### SOURCE DATA
**********
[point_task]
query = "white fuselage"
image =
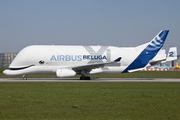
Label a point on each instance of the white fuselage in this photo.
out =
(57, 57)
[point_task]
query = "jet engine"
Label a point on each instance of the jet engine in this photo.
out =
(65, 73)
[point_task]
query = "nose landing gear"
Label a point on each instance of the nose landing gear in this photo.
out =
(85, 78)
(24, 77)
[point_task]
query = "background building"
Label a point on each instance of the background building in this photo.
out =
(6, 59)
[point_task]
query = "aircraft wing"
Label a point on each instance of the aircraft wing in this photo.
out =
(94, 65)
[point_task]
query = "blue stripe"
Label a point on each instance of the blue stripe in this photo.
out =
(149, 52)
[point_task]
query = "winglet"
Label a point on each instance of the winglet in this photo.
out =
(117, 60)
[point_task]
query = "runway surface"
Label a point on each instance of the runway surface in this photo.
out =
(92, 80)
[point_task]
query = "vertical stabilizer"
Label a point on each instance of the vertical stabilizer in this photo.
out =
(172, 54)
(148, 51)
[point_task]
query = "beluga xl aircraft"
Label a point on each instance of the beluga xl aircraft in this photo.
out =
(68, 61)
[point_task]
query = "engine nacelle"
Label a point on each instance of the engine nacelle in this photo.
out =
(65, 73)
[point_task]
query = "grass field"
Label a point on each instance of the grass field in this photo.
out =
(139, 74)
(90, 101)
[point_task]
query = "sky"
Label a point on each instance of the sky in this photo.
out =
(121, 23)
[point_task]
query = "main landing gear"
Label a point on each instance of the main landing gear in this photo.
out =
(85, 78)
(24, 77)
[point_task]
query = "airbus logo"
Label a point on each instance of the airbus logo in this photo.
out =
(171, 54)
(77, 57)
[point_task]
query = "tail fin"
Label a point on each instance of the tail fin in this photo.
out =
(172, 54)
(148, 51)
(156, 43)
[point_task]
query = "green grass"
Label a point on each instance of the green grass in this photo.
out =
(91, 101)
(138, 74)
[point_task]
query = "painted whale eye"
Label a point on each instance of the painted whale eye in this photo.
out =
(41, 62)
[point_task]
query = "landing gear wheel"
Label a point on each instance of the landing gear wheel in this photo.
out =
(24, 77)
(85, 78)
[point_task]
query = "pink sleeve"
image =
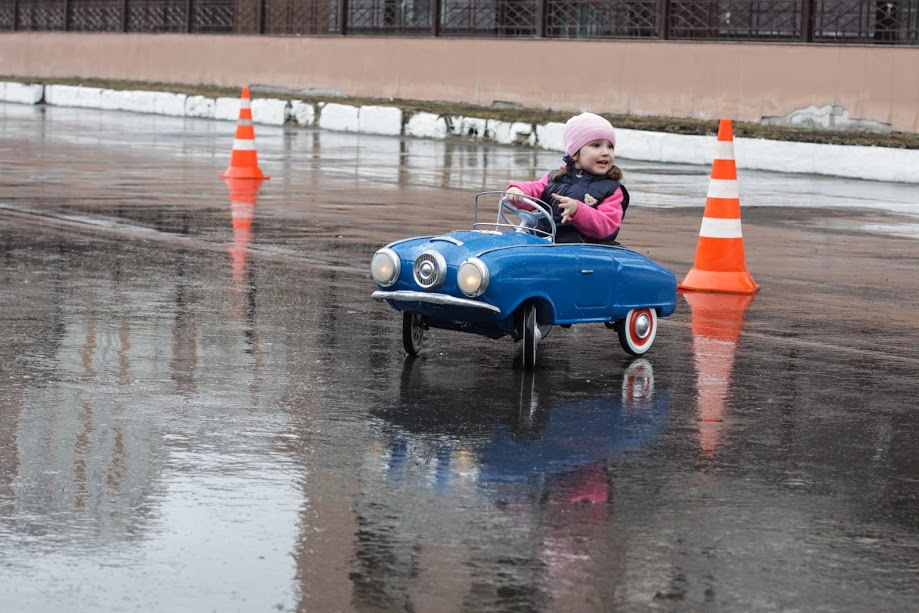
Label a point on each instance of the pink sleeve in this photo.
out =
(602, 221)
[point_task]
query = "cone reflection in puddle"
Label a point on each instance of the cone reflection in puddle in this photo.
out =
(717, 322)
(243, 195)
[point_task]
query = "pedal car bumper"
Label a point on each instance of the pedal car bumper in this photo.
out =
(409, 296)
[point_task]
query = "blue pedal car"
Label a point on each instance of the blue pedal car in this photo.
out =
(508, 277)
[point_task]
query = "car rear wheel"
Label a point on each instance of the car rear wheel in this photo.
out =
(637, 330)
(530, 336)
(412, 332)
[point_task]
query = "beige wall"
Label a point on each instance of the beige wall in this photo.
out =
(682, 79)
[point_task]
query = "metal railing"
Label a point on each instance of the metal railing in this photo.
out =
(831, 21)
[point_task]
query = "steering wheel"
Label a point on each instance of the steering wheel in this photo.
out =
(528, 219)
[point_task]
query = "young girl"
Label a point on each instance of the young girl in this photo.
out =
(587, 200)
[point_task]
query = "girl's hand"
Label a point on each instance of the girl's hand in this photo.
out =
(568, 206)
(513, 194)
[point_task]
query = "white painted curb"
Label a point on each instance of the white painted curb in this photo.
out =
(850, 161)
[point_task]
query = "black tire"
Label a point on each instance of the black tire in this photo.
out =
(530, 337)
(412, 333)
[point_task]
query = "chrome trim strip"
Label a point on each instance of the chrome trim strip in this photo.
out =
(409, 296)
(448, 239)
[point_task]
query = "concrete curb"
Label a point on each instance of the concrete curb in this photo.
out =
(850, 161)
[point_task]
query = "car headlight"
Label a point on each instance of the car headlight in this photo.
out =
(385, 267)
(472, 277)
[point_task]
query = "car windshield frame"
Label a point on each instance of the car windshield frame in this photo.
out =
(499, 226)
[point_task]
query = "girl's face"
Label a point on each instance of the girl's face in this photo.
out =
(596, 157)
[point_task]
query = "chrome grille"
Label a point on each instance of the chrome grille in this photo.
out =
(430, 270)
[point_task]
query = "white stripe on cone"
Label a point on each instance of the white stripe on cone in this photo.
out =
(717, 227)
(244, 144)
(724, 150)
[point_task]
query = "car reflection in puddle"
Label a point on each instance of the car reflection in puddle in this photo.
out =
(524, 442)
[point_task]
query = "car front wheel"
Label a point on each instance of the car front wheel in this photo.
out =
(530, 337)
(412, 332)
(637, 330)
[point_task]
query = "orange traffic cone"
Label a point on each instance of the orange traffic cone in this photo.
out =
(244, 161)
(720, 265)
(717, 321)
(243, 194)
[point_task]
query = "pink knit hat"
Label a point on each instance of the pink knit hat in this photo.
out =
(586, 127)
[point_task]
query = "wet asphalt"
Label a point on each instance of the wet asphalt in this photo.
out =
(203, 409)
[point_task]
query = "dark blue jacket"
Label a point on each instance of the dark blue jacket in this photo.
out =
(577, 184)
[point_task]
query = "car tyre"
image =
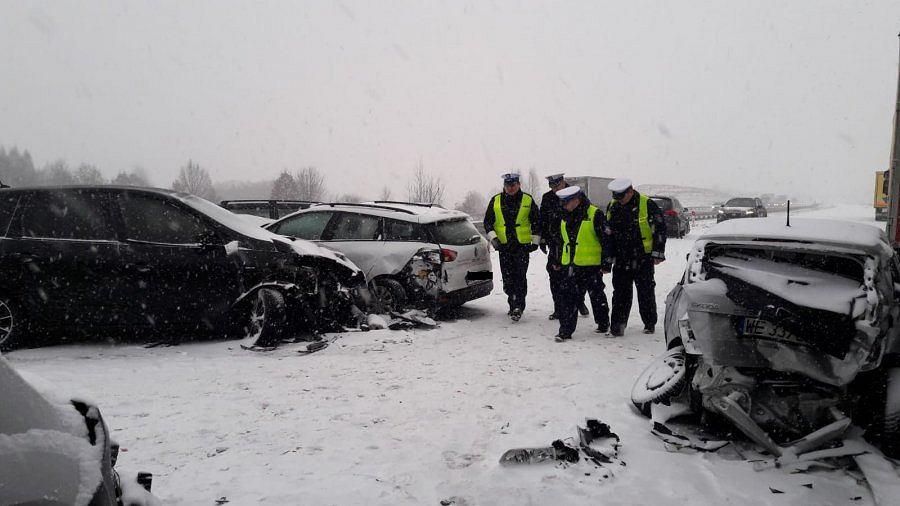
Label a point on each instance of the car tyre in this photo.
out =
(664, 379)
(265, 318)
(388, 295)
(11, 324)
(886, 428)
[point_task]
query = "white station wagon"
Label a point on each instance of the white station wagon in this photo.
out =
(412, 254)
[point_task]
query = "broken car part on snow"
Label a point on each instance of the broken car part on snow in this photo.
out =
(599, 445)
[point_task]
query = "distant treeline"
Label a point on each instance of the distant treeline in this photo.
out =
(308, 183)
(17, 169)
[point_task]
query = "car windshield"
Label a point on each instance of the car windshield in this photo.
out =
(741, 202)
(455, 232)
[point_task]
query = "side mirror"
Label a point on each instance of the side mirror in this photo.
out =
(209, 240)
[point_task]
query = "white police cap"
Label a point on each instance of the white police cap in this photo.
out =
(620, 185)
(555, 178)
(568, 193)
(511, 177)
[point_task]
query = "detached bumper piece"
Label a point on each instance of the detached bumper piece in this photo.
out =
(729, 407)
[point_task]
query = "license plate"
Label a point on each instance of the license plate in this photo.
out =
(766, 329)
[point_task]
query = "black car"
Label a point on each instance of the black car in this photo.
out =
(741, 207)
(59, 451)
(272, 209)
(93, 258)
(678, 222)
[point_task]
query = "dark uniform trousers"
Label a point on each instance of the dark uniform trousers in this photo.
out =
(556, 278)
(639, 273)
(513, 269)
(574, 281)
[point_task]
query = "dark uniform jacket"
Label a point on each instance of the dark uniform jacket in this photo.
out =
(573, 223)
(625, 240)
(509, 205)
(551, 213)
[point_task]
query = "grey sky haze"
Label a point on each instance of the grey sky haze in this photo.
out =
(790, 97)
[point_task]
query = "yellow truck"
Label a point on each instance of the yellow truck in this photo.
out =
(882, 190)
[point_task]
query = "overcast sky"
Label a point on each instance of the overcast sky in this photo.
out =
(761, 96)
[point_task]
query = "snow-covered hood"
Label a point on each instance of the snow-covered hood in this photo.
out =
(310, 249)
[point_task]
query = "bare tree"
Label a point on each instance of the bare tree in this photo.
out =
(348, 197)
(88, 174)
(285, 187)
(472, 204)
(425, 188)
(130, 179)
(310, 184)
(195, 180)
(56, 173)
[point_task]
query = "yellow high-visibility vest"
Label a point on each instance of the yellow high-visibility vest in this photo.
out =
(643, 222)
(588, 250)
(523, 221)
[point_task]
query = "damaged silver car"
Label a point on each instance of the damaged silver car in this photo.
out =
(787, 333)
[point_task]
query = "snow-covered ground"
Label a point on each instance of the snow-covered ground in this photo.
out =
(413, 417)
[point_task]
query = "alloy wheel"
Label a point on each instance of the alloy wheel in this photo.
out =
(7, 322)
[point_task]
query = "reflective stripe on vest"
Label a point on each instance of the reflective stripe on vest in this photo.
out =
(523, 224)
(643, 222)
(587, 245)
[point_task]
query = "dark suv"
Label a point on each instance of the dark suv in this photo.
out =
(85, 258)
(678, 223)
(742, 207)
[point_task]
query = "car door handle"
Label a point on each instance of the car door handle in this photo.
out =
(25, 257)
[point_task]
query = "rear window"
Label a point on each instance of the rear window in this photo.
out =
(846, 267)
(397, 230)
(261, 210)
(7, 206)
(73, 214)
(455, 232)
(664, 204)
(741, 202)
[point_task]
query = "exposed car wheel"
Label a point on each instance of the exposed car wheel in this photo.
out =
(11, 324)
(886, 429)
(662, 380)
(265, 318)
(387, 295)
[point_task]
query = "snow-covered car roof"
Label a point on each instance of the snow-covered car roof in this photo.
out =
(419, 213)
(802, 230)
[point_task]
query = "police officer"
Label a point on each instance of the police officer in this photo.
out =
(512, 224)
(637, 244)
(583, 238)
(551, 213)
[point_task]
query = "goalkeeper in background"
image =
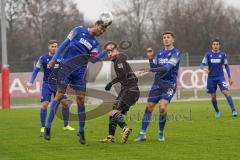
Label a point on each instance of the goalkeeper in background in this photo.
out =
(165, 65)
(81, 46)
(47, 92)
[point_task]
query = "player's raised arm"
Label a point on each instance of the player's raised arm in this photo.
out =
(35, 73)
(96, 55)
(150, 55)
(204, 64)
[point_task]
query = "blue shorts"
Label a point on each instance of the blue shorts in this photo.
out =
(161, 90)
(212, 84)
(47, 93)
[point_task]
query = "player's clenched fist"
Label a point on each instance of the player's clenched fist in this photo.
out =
**********
### WORK TASK
Retrieve all lines from the data that contain the string "young".

### RESPONSE TO THIS EXERCISE
query = "young girl"
Label a point on each instance of the young girl in this photo.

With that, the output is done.